_Textauszug_.
---------------
Genau davor haben die Ukrainer Angst: Dass sie mit der Zeit vom Westen im Stich gelassen und der machiavellistischen Realpolitik geopfert werden, sobald der Beistand den Demokratien politisch lästig und finanziell zu teuer geworden ist. Die Ukrainer befürchten, der Westen werde dann seine lauthals propagierten Werte nicht mehr ernst nehmen und hintenherum faule Kompromisse zulasten der Ukraine eingehen. Ungefähr so, wie sich das derzeit in puncto Westsahara anbahnt.

Der Westsaharakonflikt eskalierte Mitte der siebziger Jahre im Zuge der Entkolonialisierung, als die Kolonialmacht Spanien das Wüstengebiet ganz im Westen des afrikanischen Kontinents verließ. Wie so oft ist die Gemengelage aufgrund von divergierenden Ansprüchen komplex. Wichtig erscheinen mir allerdings zwei wesentliche Gesichtspunkte. Erstens der Auftrag der Generalversammlung der Vereinten Nationen an den Internationalen Gerichtshof, den Status der Westsahara juristisch zu klären. Zweitens das daraufhin erstellte Gutachten des IGH, das dem Selbstbestimmungsrecht der Sahrauris den Vorrang vor den historischen Ansprüchen Marokkos und Mauretaniens gab. Die Bevölkerung der Westsahara sollte in einem Referendum selbst über ihre Zukunft entscheiden. Doch Marokko akzeptierte das nicht, marschierte in die Westsahara ein und hält seitdem den Großteil des Wüstengebiets besetzt.
---------------
_Aufgabenliste_.
(1) Wiederhole aus dem Text über die Ukraine und die Westsahara wortgetreu alles von „Genau davor haben“ bis hinunter zu „puncto Westsahara anbahnt.“.
(2) Fasse den Text über die Ukraine und die Westsahara in zwei Sätzen zusammen.
Die Daten spielen hierbei keine Rolle.

Gespeicherte Einträge:
---------------
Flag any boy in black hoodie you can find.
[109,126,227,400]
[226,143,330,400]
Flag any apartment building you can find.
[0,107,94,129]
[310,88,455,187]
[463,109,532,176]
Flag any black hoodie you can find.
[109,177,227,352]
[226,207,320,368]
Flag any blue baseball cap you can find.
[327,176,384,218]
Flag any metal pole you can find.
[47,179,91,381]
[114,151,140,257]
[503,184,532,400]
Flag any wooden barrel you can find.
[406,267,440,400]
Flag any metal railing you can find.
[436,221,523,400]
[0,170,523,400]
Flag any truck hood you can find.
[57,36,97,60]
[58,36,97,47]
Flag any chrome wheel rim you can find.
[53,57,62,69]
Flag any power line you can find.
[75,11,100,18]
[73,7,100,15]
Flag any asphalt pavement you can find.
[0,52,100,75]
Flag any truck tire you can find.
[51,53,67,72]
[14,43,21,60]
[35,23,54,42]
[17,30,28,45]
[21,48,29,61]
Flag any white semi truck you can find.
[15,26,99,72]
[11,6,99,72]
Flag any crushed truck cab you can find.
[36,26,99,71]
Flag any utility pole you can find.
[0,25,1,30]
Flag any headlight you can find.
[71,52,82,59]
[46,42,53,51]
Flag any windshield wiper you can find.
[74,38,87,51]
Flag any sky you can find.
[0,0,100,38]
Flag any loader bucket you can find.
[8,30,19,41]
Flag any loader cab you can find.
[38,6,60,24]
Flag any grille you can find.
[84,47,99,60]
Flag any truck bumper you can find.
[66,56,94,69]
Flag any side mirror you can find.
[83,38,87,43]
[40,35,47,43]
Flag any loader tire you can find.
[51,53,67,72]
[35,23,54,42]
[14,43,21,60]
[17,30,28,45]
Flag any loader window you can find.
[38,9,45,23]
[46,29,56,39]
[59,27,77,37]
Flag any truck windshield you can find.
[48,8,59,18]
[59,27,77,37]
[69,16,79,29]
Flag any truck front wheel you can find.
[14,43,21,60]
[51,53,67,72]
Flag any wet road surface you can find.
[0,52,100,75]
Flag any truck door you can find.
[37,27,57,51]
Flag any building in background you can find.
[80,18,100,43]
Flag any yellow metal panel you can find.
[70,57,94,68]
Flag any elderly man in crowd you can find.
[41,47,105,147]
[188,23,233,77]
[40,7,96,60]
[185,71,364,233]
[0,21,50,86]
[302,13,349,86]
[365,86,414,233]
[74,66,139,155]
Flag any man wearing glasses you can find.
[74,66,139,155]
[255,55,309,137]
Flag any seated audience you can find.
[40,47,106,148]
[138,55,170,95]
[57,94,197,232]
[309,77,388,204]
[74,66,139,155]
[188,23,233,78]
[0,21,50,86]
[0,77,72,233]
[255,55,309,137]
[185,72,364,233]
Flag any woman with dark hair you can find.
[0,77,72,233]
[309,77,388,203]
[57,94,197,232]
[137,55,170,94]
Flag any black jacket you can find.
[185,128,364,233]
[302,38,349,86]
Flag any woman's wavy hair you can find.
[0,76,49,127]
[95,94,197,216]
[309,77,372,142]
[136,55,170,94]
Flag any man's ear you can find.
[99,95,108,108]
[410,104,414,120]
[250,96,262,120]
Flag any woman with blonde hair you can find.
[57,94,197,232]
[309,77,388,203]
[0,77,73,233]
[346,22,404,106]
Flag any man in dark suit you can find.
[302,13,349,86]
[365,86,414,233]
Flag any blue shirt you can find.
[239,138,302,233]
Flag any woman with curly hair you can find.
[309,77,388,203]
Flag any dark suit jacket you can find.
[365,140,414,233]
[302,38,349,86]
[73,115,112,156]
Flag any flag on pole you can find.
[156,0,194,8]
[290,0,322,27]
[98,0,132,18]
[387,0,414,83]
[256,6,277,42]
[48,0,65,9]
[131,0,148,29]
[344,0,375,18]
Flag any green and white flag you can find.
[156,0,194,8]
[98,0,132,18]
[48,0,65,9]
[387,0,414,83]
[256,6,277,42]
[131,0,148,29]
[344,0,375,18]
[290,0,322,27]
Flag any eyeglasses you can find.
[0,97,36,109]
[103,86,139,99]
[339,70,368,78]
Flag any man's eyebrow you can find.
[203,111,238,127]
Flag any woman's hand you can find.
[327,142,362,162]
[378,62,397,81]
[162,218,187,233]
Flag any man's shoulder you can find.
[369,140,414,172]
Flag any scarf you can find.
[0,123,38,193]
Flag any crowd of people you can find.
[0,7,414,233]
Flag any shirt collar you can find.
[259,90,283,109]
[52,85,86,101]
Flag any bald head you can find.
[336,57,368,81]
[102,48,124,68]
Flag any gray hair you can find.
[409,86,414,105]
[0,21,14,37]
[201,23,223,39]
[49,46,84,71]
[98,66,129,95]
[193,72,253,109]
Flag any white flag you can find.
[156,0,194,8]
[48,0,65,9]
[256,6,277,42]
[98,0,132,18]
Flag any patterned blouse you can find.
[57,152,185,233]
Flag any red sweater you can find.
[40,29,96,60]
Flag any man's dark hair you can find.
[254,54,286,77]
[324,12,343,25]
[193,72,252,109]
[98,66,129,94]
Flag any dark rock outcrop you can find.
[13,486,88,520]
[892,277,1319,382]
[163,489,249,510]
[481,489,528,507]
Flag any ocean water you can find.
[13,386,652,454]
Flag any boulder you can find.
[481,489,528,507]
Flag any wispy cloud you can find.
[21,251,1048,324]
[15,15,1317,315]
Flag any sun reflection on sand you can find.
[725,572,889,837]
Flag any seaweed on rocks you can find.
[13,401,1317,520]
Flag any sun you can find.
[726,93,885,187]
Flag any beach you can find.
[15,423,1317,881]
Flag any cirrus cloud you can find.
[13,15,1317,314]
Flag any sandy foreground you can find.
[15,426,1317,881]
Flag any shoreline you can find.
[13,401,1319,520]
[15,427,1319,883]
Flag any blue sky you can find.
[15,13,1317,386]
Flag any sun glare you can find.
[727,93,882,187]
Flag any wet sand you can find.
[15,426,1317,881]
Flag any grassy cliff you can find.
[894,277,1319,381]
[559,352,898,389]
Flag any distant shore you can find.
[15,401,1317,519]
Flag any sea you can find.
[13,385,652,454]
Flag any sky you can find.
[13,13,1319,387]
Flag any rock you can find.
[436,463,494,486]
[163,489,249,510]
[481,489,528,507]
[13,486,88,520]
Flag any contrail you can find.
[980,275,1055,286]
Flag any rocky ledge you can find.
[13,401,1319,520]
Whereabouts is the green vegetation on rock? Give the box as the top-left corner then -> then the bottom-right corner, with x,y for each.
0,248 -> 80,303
---------------
_Antworten je Aufgabe_.
(1)
Genau davor haben die Ukrainer Angst: Dass sie mit der Zeit vom Westen im Stich gelassen und der machiavellistischen Realpolitik geopfert werden, sobald der Beistand den Demokratien politisch lästig und finanziell zu teuer geworden ist. Die Ukrainer befürchten, der Westen werde dann seine lauthals propagierten Werte nicht mehr ernst nehmen und hintenherum faule Kompromisse zulasten der Ukraine eingehen. Ungefähr so, wie sich das derzeit in puncto Westsahara anbahnt.

(2) Die Ukrainer fürchten, vom Westen im Stich gelassen und durch faule Kompromisse geopfert zu werden, sobald der Beistand politisch lästig und zu teuer wird, ähnlich wie es sich derzeit bei der Westsahara anbahnt. Dort gab ein Gutachten des IGH dem Selbstbestimmungsrecht der Sahrauris den Vorrang vor den Ansprüchen Marokkos und Mauretaniens, doch Marokko akzeptierte das nicht, marschierte ein und hält seitdem den Großteil des Gebiets besetzt.